**Records for processing:**
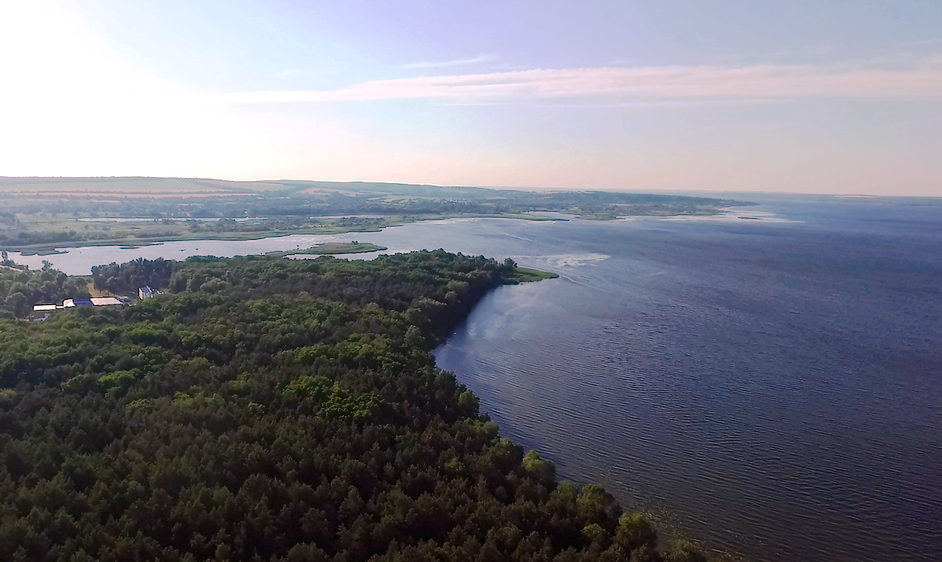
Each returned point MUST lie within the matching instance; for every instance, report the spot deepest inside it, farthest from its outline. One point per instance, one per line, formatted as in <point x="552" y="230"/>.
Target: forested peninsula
<point x="269" y="409"/>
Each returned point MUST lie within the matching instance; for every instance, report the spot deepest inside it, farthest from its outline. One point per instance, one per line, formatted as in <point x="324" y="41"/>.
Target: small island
<point x="332" y="248"/>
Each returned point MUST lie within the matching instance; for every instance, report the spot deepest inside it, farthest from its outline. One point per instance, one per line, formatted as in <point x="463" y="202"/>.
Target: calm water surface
<point x="772" y="387"/>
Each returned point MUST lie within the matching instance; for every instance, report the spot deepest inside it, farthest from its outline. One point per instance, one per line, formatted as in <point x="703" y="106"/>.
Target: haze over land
<point x="810" y="97"/>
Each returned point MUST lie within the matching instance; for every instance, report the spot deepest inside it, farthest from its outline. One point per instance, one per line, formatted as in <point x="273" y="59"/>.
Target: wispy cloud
<point x="636" y="84"/>
<point x="443" y="64"/>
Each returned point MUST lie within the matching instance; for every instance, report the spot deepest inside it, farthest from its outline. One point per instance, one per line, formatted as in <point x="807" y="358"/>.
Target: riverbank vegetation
<point x="41" y="214"/>
<point x="279" y="410"/>
<point x="332" y="248"/>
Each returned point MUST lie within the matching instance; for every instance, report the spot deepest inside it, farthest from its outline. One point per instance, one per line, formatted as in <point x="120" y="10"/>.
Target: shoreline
<point x="45" y="249"/>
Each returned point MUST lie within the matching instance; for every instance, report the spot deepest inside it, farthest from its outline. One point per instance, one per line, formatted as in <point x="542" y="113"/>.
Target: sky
<point x="825" y="96"/>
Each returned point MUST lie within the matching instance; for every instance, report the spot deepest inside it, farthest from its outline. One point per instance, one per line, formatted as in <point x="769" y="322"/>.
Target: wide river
<point x="770" y="386"/>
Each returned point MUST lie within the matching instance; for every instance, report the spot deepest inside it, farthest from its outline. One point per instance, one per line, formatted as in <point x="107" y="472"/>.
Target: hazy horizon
<point x="720" y="96"/>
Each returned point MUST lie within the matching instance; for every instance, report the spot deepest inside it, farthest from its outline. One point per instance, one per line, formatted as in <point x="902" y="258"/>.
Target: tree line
<point x="279" y="410"/>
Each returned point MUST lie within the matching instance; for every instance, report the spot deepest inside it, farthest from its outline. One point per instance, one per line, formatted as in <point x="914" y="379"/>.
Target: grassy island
<point x="526" y="275"/>
<point x="330" y="248"/>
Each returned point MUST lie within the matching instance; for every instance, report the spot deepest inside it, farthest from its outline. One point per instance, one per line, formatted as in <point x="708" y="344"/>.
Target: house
<point x="42" y="311"/>
<point x="147" y="292"/>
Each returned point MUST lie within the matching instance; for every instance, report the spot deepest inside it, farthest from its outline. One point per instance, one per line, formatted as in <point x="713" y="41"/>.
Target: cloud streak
<point x="443" y="64"/>
<point x="636" y="84"/>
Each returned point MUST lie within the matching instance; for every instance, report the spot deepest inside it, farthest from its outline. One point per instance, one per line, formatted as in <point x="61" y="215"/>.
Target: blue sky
<point x="819" y="97"/>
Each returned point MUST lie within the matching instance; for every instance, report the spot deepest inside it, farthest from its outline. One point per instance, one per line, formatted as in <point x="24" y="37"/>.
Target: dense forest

**Work order:**
Copy out every line above, word for word, minus images.

**Output of the task:**
Each returned point MUST lie within the matching instance; for every instance, report the spot deepest inside it, farthest from its outline. One point per instance, one per line, formatted as in <point x="552" y="230"/>.
Target: forested peninsula
<point x="269" y="409"/>
Each returned point MUST lie within the matching instance; for every instance, report the spot deepest inside it, farthest from its outline. One point per instance, one per line, formatted as in <point x="324" y="41"/>.
Target: small island
<point x="332" y="248"/>
Each returned point MUST lie within the matching instance; for every instance, report the spot deepest inside it, farthest from its outline. One point per instance, one per line, formatted as in <point x="463" y="202"/>.
Target: calm water surface
<point x="772" y="387"/>
Each returned point MUST lie within the matching instance; for every instance, report the spot deepest inside it, farthest from its outline. One point per instance, one per line, formatted as in <point x="703" y="106"/>.
Target: haze over land
<point x="810" y="97"/>
Each returned point MUST lie within the matching instance; for every instance, report the spot deepest inside it, farthest from its outline. One point per instance, one per line, formatted as in <point x="273" y="59"/>.
Target: wispy cloud
<point x="636" y="84"/>
<point x="443" y="64"/>
Each returned point MUST lie within the matching instance; for every instance, report the spot deepest inside it, farthest from its outline. One point per instance, one per line, formatted as in <point x="807" y="358"/>.
Target: riverbank vegetation
<point x="41" y="214"/>
<point x="279" y="410"/>
<point x="332" y="248"/>
Each returned point MUST lie within the matching instance; for every instance, report the spot deepest inside it, farthest from its outline. One point per instance, one per line, formatted as in <point x="120" y="10"/>.
Target: shoreline
<point x="45" y="249"/>
Each returned point MUST lie within the matching instance; for every instance, report the spot deepest inside it, farthest from its outline. One point per instance, one per line, formatted as in <point x="542" y="113"/>.
Target: sky
<point x="825" y="96"/>
Each returned point MUST lie within the matching instance; for every instance, report the spot deepest inside it, farthest from its outline. One point per instance, one per line, formatted as in <point x="769" y="322"/>.
Target: wide river
<point x="770" y="386"/>
Each returned point MUST lie within the matching instance; for every instance, report the spot deepest inside it, farthest from its outline. One point per instance, one per line, formatted as in <point x="107" y="472"/>.
Target: hazy horizon
<point x="720" y="96"/>
Each returned point MUST lie within the matching instance; for every instance, report the spot deepest inside it, farthest from its outline. One point per instance, one per line, formatted as in <point x="902" y="258"/>.
Target: tree line
<point x="279" y="410"/>
Each returned point MUST lie within the matching instance; for every instance, report the spot deepest inside it, farthest from its outline. One point per instance, one per line, formatted as in <point x="914" y="379"/>.
Target: grassy island
<point x="526" y="275"/>
<point x="330" y="248"/>
Each returned point MUST lie within the matching instance; for every instance, report the spot deepest inside it, farthest from its outline. One point per instance, one per line, formatted as in <point x="708" y="344"/>.
Target: house
<point x="42" y="311"/>
<point x="147" y="292"/>
Each returned point MUST lie within the matching instance; for every instance, report the spot deepest inside it, farthest from its outline. One point per instance, one per line, formatted as in <point x="713" y="41"/>.
Target: cloud streak
<point x="443" y="64"/>
<point x="636" y="84"/>
Each returned point MUST lie within the matching instance; for every instance, report the spot deepest inside it, farthest from its outline. One point per instance, one per line, formatted as in <point x="61" y="215"/>.
Target: blue sky
<point x="819" y="97"/>
Each returned point MUST lie within the matching instance; for every instance, report the spot deepest inside it, farthest from its outline. One point per instance, one per line, formatted as in <point x="24" y="37"/>.
Target: dense forest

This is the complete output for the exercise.